>> Begin
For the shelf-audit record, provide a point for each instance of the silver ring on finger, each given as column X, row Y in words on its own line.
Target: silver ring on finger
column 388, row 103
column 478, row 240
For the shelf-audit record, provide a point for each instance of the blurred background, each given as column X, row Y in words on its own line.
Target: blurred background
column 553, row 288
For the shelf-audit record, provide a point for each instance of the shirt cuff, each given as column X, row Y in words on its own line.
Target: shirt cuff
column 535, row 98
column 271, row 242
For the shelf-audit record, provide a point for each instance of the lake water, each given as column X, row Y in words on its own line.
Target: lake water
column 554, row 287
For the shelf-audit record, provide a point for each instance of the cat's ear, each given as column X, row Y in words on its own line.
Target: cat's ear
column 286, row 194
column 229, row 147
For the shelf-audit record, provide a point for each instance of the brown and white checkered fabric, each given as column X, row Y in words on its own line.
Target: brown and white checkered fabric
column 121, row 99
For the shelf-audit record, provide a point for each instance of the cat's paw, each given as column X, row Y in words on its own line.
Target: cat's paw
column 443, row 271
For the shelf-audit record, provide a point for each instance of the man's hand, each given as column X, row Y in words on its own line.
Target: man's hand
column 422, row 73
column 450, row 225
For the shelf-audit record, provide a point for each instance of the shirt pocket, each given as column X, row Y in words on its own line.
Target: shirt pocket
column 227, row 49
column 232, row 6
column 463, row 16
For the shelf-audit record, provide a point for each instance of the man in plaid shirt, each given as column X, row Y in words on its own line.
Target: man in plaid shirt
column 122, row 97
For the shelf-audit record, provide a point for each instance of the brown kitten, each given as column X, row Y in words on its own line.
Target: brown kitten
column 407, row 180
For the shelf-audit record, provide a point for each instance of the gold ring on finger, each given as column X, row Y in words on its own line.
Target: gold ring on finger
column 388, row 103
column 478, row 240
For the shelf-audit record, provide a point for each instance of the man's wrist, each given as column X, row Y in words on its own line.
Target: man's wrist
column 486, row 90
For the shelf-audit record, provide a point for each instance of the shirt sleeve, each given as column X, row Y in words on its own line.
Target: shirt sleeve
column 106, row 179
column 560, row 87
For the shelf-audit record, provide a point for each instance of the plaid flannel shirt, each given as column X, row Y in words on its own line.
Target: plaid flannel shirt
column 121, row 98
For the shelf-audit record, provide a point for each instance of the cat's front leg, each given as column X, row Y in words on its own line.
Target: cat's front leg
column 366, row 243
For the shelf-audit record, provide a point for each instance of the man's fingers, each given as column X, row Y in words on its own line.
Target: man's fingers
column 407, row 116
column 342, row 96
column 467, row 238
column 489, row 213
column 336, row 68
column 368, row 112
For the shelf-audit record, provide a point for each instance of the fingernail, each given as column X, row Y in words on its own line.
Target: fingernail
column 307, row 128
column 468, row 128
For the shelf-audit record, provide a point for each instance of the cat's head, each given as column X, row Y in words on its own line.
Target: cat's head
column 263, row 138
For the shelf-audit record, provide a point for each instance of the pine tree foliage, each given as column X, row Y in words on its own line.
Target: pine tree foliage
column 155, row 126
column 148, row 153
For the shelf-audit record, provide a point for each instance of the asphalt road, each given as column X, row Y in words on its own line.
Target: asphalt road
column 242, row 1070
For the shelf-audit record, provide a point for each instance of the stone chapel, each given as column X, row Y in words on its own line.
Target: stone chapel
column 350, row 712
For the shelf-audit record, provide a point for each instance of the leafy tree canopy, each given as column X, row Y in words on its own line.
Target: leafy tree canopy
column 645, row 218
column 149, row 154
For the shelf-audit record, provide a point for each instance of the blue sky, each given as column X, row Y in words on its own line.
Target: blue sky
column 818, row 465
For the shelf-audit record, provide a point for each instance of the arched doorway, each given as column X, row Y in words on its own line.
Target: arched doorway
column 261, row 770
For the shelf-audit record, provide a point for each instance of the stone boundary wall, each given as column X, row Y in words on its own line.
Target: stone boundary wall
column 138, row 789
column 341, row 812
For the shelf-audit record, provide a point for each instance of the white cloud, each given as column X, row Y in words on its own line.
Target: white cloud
>> End
Description of the task :: Reproduce all of the items above verbatim, line for line, without changing anything.

Exercise response ::
For the shelf-audit record, provide a point for each instance of the silver ring on finger, each given as column X, row Y in words on its own line.
Target: silver ring on finger
column 388, row 103
column 478, row 240
For the shelf-audit record, provide a point for each instance of the blurred background, each given as column X, row Y in words on its own line.
Target: blurred background
column 553, row 288
For the shelf-audit record, provide a point for each instance of the shirt cuff, each given as column X, row Y in words on its own line.
Target: shirt cuff
column 535, row 98
column 271, row 242
For the shelf-audit record, provide a point for each instance of the lake water, each given as column X, row Y in words on its own line.
Target: lake water
column 554, row 287
For the shelf-audit record, provide a point for each instance of the cat's ear, each given as column X, row Y in words on its own line.
Target: cat's ear
column 286, row 194
column 229, row 147
For the shelf-audit record, provide a point for each instance of the brown and white checkered fabric, each given as column X, row Y in words on its own line.
Target: brown and white checkered fabric
column 121, row 99
For the shelf-audit record, provide a point for each instance of the cat's paw, each given as column X, row Y in words on its own line.
Target: cat's paw
column 443, row 271
For the shelf-audit record, provide a point for each instance of the man's hand, each given as column X, row Y in words on its own line.
Target: man's hand
column 422, row 73
column 450, row 225
For the shelf-audit record, provide a point for each instance of the shirt pocket, each given as column X, row Y in words on its own line.
Target: shirt pocket
column 227, row 49
column 232, row 6
column 463, row 16
For the shelf-audit record, provide a point for each instance of the man in plaid shirt, each given as column X, row Y in words on its own line.
Target: man in plaid shirt
column 122, row 97
For the shelf-audit record, provide a point for each instance of the brown kitten, each given as column X, row Y in words on its own line.
Target: brown kitten
column 407, row 180
For the shelf-audit record, provide a point for each instance of the gold ring on finger, each given as column X, row Y in words on its own line.
Target: gold ring on finger
column 388, row 103
column 478, row 240
For the shelf-audit record, provide a point for each instance of the man's wrist, each given as column X, row Y in words on its own line.
Target: man's wrist
column 486, row 90
For the shelf-audit record, provide a point for each instance of the shirt sleeve, each given as column X, row Y in words on its own line.
Target: shirt sleeve
column 106, row 179
column 560, row 87
For the shelf-audit record, provide a point for each instance of the plaid flannel shirt, each given as column X, row Y in words on its own line.
Target: plaid flannel shirt
column 121, row 98
For the shelf-audit record, provide a point for each instance of the cat's front leg, each given as column X, row Y in words on its own line.
Target: cat's front leg
column 366, row 243
For the shelf-audit record, provide a point for each instance of the man's fingers, each given as column X, row Y in words on its own line.
Target: man's fingers
column 407, row 116
column 342, row 96
column 467, row 238
column 489, row 213
column 336, row 68
column 368, row 112
For the shelf-audit record, provide a point for each instance of the fingernail, each given as column X, row Y in words on its own line.
Target: fingernail
column 307, row 128
column 468, row 128
For the shelf-audit record, provide a point for each instance of the cat's head, each given as column X, row Y in words on its own line.
Target: cat's head
column 263, row 138
For the shelf-audit record, provide a point for each instance of the pine tree foliage, each given as column X, row Y in words on its own line.
Target: pine tree foliage
column 155, row 126
column 148, row 153
For the shelf-audit record, provide a point for each instance of the asphalt road, each given as column X, row Y in words on its own line.
Target: asphalt road
column 242, row 1070
For the shelf-audit record, provide a point for each instance of the stone chapel, each given as column X, row Y in words on its own line.
Target: stone chapel
column 350, row 712
For the shelf-audit record, provide a point for each instance of the leafy tree canopy, each given as column X, row Y in words on its own line.
Target: leafy tree canopy
column 645, row 218
column 149, row 154
For the shelf-audit record, provide a point for each instance of the blue sky, each given as column X, row Y in words on its own line.
Target: blue sky
column 818, row 465
For the shelf-audit record, provide a point for each instance of the arched doorway, each given as column X, row Y in words on its own line.
Target: arched doorway
column 261, row 770
For the shelf-audit record, provide a point for each instance of the stone boundary wall, each given as column X, row Y in words on its own line.
Target: stone boundary wall
column 138, row 789
column 341, row 812
For the shelf-audit record, provide a point for each instance of the white cloud, each given as column X, row Y in words on its own line.
Target: white cloud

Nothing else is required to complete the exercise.